WHAT IS BEING ASKED
Given the entries below, copy each of them out exactly.

Dataset entries
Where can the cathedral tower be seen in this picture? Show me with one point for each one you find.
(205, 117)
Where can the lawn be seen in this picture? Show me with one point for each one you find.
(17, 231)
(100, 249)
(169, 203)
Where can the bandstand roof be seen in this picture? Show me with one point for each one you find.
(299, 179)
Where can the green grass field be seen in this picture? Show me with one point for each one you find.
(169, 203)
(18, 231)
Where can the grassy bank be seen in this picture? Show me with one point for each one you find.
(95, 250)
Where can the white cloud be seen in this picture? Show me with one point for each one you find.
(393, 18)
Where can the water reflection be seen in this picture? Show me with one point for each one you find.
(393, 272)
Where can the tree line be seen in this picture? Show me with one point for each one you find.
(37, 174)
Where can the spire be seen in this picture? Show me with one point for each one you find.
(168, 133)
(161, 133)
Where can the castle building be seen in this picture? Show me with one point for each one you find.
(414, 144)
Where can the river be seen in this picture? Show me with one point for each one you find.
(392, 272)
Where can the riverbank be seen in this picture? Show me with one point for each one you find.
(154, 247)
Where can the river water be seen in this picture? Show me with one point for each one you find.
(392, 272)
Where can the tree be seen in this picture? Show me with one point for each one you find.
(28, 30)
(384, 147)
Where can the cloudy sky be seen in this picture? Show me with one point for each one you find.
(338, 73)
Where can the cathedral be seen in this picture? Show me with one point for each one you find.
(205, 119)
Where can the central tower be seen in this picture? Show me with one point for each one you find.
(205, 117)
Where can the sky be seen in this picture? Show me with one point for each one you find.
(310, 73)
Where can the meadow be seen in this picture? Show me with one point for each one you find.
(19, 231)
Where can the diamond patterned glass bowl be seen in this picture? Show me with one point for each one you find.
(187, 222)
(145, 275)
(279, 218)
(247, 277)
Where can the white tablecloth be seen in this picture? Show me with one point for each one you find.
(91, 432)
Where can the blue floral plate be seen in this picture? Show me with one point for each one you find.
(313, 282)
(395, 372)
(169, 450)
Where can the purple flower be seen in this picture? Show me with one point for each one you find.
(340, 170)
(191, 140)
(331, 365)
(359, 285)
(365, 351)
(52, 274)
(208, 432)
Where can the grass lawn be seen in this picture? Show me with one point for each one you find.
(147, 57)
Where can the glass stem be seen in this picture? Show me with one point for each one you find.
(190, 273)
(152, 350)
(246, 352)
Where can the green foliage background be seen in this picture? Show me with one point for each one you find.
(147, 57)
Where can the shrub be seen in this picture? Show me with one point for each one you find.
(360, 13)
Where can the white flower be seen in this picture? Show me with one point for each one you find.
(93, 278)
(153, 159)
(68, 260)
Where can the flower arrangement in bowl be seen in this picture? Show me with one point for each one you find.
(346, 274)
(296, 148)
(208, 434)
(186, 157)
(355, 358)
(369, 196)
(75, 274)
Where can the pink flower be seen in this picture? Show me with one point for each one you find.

OUTPUT OF THE TASK
Where can the cathedral tower be seen in this picture? Show me with one point for each one you find.
(205, 117)
Where can the lawn be seen in this picture? Show me with one point for each one you find.
(17, 231)
(100, 249)
(169, 203)
Where can the bandstand roof be seen in this picture? Show me with one point for each one you find.
(299, 179)
Where can the green grass field be seen in this picture? Show me with one point for each one you find.
(169, 203)
(18, 231)
Where can the grassy bank be seen in this picture? Show me with one point for each one you find.
(95, 250)
Where can the white cloud be seen in this picture? Show me with one point for each one you find.
(393, 18)
Where can the water reflection be seen in this picture? Show me with one point for each one you find.
(393, 272)
Where can the tree line be seen in this picture? Show me with one point for each one you find.
(37, 174)
Where can the spire be seen in this picture? Show me with one point for each one you find.
(168, 133)
(161, 133)
Where can the castle building be seen in this picture? Show me with one point for each one you find.
(414, 144)
Where can the river be seen in this picture? Show me with one point for each one you find.
(392, 272)
Where can the riverbank be seen in this picture? Show me with one point for each one you find.
(154, 247)
Where can the river water be seen in this picture? Show me with one point for each one you find.
(392, 272)
Where can the tree be seen in this picture? Show me with one point for each one you find.
(28, 30)
(384, 147)
Where can the cloudy sky be seen in this picture? Show me with one point for each one you find.
(338, 73)
Where can the cathedral be seen in this picture? Show me with one point for each one you find.
(205, 119)
Where can the central tower be seen in this picture? Show me with one point for each one you find.
(205, 117)
Where can the sky be seen in this picture? Show me with one point for each one you find.
(310, 73)
Where can the meadow be seen in this picture? Show me with one point for each one you find.
(19, 231)
Where can the diamond patterned glass bowl be seen in this picture? Show me with one point for each one you find.
(187, 222)
(145, 275)
(279, 218)
(247, 277)
Where can the white tablecloth be seen in this picture? Show me with one point for each one you find.
(91, 432)
Where can the blue floral plate be seen in this picture? Show me with one point for each one you find.
(313, 282)
(395, 372)
(169, 450)
Where can the purple flower be seen in this picture? Show me with one point for each one you find.
(340, 170)
(191, 140)
(331, 365)
(359, 285)
(365, 351)
(52, 274)
(208, 432)
Where can the grass lawn be seen in this picture? Show me with one point for each one you find.
(147, 57)
Where can the glass stem be seen in this picture? Show me with one point for each one you find.
(190, 273)
(152, 350)
(246, 352)
Where can the green foliage background be seen in this picture? Show me with one point for each one you find.
(147, 57)
Where can the shrub be seen in this picture? Show me with one point for each one you find.
(360, 13)
Where can the white flower be seen in this picture? Show me with one point for each one you find.
(93, 278)
(153, 159)
(68, 260)
Where can the flower arrangement in bowl be seen in this picture? Show me with one point for each one you find.
(346, 274)
(296, 148)
(208, 434)
(186, 157)
(355, 358)
(369, 196)
(75, 274)
Where can the pink flower be seen in this picture? Show me with one point for each one you find.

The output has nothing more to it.